**ЗАДАНИЕ**.
Прочитайте текст о Первой мировой войне ниже и определите, верны ли по нему утверждения (a), (b), (c). На каждое ответьте «да» или «нет» и точно процитируйте решающие слова текста.
(a) Книга с картинками, которую рассматривали дети, была на французском языке.
(b) Человечек с картинки был ростом выше двух метров.
(c) Мама товарища переводила детям всю книгу целиком.

===== ТЕКСТ =====

Маленькие солдатики
Максим Шмырев
Что за гигантский рой душ толпится у входа в Вечность!
Леон Блуа
Считается, что «наш век» как некая среда обитания, где действуют определённые — и довольно суровые —законы, начался с первыми залпами «августовских пушек» Первой мировой войны. По сути, эта война не была завершена Версальским миром в 1919 году, её метастазы ушли далеко в будущее, в нынешний и завтрашний день. И поэтому разговор о духовном смысле того, что советские историки, нарочито огрубляя, называли империалистической бойней, остаётся актуальным и сегодня. Эта статья не предлагает готовые ответы, а приглашает к размышлению.
Мы сидели на ковре и рассматривали книгу. Нам было лет по десять, это была Москва начала восьмидесятых. Книга была с картинками, на французском языке, и мама моего товарища выборочно переводила нам содержание заметок — о каких-то замечательных происшествиях, необычных случаях. На одной из страниц был изображён человечек, он сразу привлекал внимание. В красном камзоле, белых чулках, с седыми волосами (аккуратным паричком), он то ли приседал в поклоне, то ли наклонялся, любопытствуя. Мама товарища читала, что его — этого человечка — видели перед началом Первой мировой войны в столицах Германии, Франции, России, Австрии, других стран, на площадях и в зданиях правительств, он появлялся — старомодный коротышка, ростом не выше метра, и так же исчезал — истончался: дымком, ветерком, дуновением.
Я не представлял себе, что такое Первая мировая война, но запомнил старичка, его вертлявую фигурку, тяжёлый восковой нос, улыбочку со сжатыми губами, беспокойство и даже страх, который внушало его конфетное разноцветье. И сейчас мне кажется, что это не анонимный старичок, а лёгенькое, ссохшееся подобие Вольтера прыгало через границы, как через резиночку, показывая в обе стороны розовый пляшущий язычок — потому что в эти дни июля 1914 года надвигалась война, которая взорвала Старую Европу, уют, быт; разломала и выстудила то, что люди считали своим домом. Это было весьма забавно для тех, кто понимает толк в настоящей иронии, потому что мировая война — как считали, последняя — должна была стать своеобразной ретортой по выращиванию гомункулуса всеобщего мира, процветания, счастья, наконец...

===== СТРОКИ ДАННЫХ =====

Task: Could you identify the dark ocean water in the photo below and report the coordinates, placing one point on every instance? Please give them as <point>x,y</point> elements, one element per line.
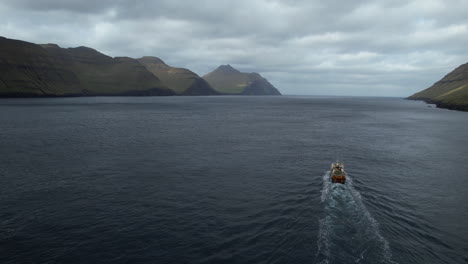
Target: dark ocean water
<point>231,180</point>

=====

**РЕШЕНИЕ**.
(a) Да: «Книга была с картинками, на французском языке».
(b) Нет: «ростом не выше метра».
(c) Нет: «выборочно переводила нам содержание заметок».